#### [ASSIGNMENT]
Count each line below that has the word "positive" in it, and give only the total.

#### [MATERIALS PROVIDED]
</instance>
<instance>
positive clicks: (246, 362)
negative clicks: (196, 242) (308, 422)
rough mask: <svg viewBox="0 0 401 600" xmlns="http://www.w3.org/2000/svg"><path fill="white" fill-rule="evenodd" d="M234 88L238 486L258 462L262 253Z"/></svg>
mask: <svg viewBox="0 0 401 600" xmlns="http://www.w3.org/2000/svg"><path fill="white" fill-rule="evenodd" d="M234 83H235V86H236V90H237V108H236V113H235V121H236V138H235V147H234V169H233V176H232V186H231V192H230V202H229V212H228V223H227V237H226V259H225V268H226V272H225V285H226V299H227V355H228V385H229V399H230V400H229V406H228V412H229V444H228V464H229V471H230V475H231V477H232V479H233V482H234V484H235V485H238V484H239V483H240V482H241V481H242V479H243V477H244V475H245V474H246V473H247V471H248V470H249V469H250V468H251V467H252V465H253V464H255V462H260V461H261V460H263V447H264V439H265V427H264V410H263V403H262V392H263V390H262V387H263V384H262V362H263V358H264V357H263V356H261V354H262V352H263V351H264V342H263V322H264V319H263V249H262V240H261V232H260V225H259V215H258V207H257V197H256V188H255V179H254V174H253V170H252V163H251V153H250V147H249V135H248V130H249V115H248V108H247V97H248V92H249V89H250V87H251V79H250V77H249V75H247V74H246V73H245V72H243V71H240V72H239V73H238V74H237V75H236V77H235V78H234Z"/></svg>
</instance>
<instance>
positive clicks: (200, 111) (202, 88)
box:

#### [SOLUTION FOR THIS PROBLEM]
2